-- Start DATA SUPPLIED --

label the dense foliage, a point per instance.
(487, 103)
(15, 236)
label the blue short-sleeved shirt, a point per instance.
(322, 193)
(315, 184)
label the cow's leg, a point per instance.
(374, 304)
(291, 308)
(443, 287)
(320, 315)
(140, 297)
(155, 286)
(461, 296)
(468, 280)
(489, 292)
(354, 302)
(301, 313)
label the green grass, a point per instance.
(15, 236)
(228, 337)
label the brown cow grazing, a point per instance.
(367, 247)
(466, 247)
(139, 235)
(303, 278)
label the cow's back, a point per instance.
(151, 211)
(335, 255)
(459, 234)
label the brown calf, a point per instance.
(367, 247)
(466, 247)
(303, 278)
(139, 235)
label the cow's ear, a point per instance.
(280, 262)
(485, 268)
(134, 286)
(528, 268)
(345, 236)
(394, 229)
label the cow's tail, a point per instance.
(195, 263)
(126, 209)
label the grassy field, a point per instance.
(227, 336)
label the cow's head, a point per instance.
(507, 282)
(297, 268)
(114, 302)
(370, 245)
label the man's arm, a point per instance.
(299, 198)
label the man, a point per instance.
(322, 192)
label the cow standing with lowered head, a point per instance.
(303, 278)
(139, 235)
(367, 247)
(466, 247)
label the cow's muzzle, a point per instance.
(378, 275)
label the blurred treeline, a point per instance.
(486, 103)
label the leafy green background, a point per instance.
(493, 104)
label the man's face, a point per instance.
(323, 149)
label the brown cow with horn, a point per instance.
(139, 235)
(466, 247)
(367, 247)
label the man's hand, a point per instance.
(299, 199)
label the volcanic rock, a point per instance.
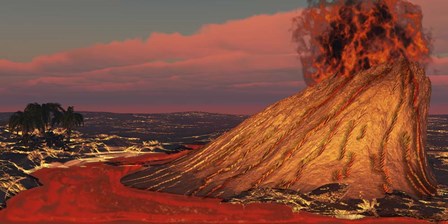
(366, 131)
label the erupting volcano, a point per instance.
(361, 123)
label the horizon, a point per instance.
(216, 57)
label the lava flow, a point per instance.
(344, 37)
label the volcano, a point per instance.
(366, 131)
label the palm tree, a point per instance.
(34, 112)
(23, 122)
(70, 120)
(52, 114)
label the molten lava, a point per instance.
(344, 37)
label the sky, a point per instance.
(136, 56)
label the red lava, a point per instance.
(93, 194)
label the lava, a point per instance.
(93, 194)
(343, 37)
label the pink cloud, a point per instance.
(217, 52)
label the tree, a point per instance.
(52, 114)
(33, 111)
(23, 122)
(70, 120)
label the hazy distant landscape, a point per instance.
(106, 134)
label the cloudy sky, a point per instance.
(228, 56)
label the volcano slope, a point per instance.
(367, 131)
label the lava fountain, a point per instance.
(361, 123)
(344, 37)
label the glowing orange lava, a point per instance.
(93, 194)
(345, 36)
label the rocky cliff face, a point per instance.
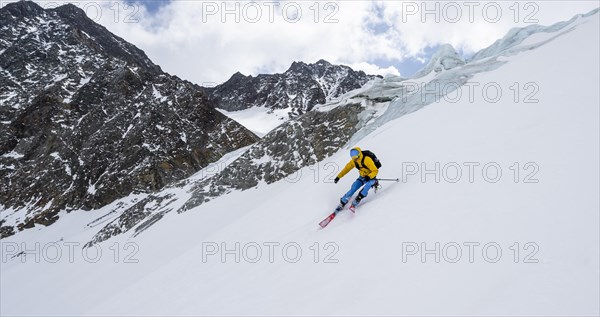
(300, 142)
(298, 89)
(86, 118)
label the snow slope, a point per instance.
(551, 211)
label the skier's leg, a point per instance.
(364, 192)
(355, 186)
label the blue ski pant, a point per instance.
(356, 185)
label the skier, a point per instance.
(366, 163)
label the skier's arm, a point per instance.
(371, 166)
(346, 169)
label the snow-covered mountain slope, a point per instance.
(297, 90)
(86, 118)
(266, 101)
(541, 214)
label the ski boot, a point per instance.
(340, 207)
(356, 202)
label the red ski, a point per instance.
(327, 220)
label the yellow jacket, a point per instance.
(368, 169)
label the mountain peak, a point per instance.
(71, 10)
(323, 62)
(22, 9)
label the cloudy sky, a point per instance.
(207, 41)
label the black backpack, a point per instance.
(372, 156)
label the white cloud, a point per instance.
(375, 70)
(194, 40)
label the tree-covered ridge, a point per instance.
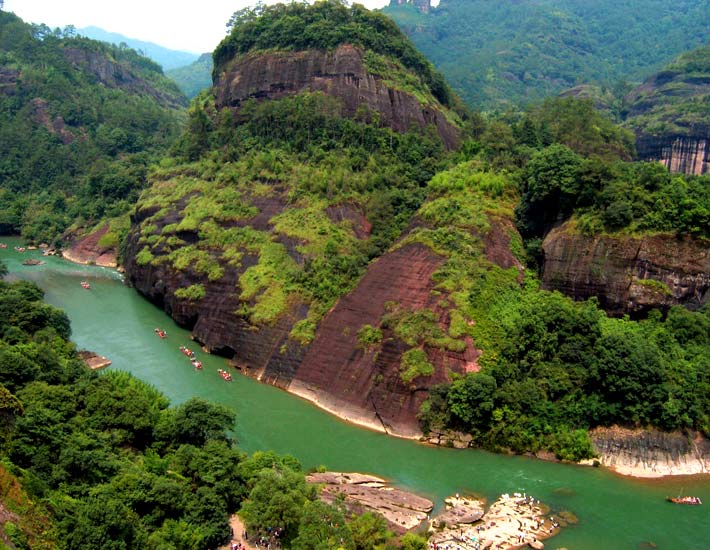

-- End DATA SUPPLIED --

**GOAL:** Render every line of the listing above as a JSON list of strings, one string per line, skipping blank lines and leaving out the pictures.

**SOLVED EXERCISE:**
[
  "label the dense foliage, a point per instance.",
  "(487, 103)",
  "(15, 236)",
  "label the blue short-sleeved shirt, a point per instance.",
  "(322, 193)",
  "(315, 184)",
  "label the cow's leg, a point per instance.",
  "(374, 304)",
  "(291, 308)",
  "(443, 287)",
  "(320, 315)",
  "(140, 297)",
  "(155, 286)",
  "(461, 296)",
  "(468, 280)",
  "(489, 292)",
  "(354, 302)",
  "(301, 313)",
  "label the green grass, a point per instance.",
  "(15, 236)",
  "(228, 337)",
  "label the brown cow grazing, a point per instance.",
  "(367, 247)",
  "(466, 247)",
  "(139, 235)",
  "(303, 278)",
  "label the cow's back, a point per instance.",
  "(151, 211)",
  "(335, 255)",
  "(459, 234)",
  "label the brown calf, a point per instance.",
  "(367, 247)",
  "(466, 247)",
  "(303, 278)",
  "(139, 235)",
  "label the cow's ear, a point per instance.",
  "(280, 262)",
  "(485, 268)",
  "(134, 286)",
  "(528, 268)",
  "(345, 236)",
  "(394, 229)",
  "label the cow's tail, a point per instance.",
  "(195, 263)",
  "(126, 209)",
  "label the grassy field, a point per instance.",
  "(227, 336)",
  "label the cow's head, a point per instance.",
  "(507, 282)",
  "(297, 268)",
  "(114, 302)",
  "(370, 245)",
  "label the man's arm, a point per instance.",
  "(299, 198)",
  "label the man, a point per instance.",
  "(322, 192)",
  "label the cow standing with lowered head, a point per instance.",
  "(303, 278)",
  "(139, 235)",
  "(367, 247)",
  "(466, 247)",
  "label the cow's muzzle, a point per instance.",
  "(378, 275)",
  "label the blurred treeline, a point per instance.",
  "(486, 103)",
  "label the leafy green background, a point per instance.",
  "(493, 104)",
  "label the man's face, a point per instance.",
  "(323, 149)",
  "label the brown cow with horn, a point per instance.",
  "(139, 235)",
  "(466, 247)",
  "(367, 247)",
  "label the man's hand, a point per instance.",
  "(299, 199)",
  "label the volcanic rock, a point per instance.",
  "(366, 131)",
  "label the erupting volcano, a point per instance.",
  "(361, 123)",
  "label the horizon, a point per instance.",
  "(216, 57)",
  "label the lava flow, a point per instance.",
  "(344, 37)",
  "label the volcano, a point per instance.",
  "(366, 131)",
  "label the palm tree, a point per instance.",
  "(34, 112)",
  "(23, 122)",
  "(70, 120)",
  "(52, 114)",
  "label the molten lava, a point per instance.",
  "(344, 37)",
  "label the sky, a point per instance.",
  "(136, 56)",
  "label the red lava, a point per instance.",
  "(93, 194)",
  "label the lava, a point per instance.",
  "(93, 194)",
  "(343, 37)",
  "label the pink cloud, a point per instance.",
  "(217, 52)",
  "label the tree, a point per instance.",
  "(52, 114)",
  "(33, 111)",
  "(23, 122)",
  "(70, 120)",
  "label the hazy distant landscape, a point per instance.",
  "(106, 134)",
  "label the cloudy sky, a point per instance.",
  "(228, 56)",
  "label the volcano slope, a point per instance.",
  "(367, 131)",
  "label the lava fountain, a point per instance.",
  "(361, 123)",
  "(344, 37)",
  "label the glowing orange lava, a point per instance.",
  "(93, 194)",
  "(345, 36)",
  "label the rocky cliff face, a point per instance.",
  "(300, 142)",
  "(298, 89)",
  "(86, 118)",
  "label the snow slope, a point per instance.",
  "(551, 211)",
  "label the skier's leg, a point per instance.",
  "(364, 192)",
  "(355, 186)",
  "label the blue ski pant, a point per instance.",
  "(356, 185)",
  "label the skier, a point per instance.",
  "(366, 163)",
  "label the skier's arm, a point per instance.",
  "(371, 166)",
  "(346, 169)",
  "label the snow-covered mountain slope, a point per instance.",
  "(297, 90)",
  "(86, 118)",
  "(266, 101)",
  "(541, 214)",
  "label the ski boot, a point per instance.",
  "(340, 207)",
  "(356, 202)",
  "label the red ski, a point per instance.",
  "(327, 220)",
  "label the yellow jacket, a point per instance.",
  "(368, 169)",
  "label the mountain peak, a point per instance.",
  "(71, 10)",
  "(323, 62)",
  "(22, 9)",
  "label the cloudy sky, a point per instance.",
  "(207, 41)",
  "label the black backpack, a point per instance.",
  "(372, 156)",
  "label the white cloud, a point per instance.",
  "(375, 70)",
  "(194, 40)",
  "label the tree-covered ridge, a point per instance."
]